[Items from a dataset]

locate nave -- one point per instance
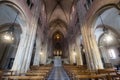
(65, 72)
(58, 73)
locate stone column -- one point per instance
(96, 53)
(30, 43)
(92, 53)
(38, 50)
(20, 51)
(78, 50)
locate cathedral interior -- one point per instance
(59, 40)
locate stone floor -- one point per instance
(58, 73)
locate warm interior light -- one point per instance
(112, 53)
(57, 36)
(7, 37)
(74, 53)
(108, 38)
(41, 53)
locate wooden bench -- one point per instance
(96, 77)
(111, 73)
(24, 78)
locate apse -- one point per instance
(58, 43)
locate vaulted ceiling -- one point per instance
(59, 14)
(58, 9)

• **What you will do**:
A verbatim copy of every record is required, with all pictures excluded.

• **Answer for the task**:
locate nave -- one point per instance
(65, 72)
(58, 73)
locate stone column -- one point per instance
(96, 53)
(30, 43)
(92, 53)
(38, 50)
(20, 51)
(78, 50)
locate cathedral interior -- one point per instance
(59, 40)
locate stone floor -- one point per instance
(58, 73)
locate warm interior light -- one point per instance
(112, 53)
(57, 36)
(7, 37)
(74, 53)
(108, 38)
(41, 53)
locate wooden bench -- one point per instance
(96, 77)
(111, 73)
(24, 78)
locate apse -- one point per instance
(58, 43)
locate vaulted ceiling -- one point per instance
(59, 14)
(58, 9)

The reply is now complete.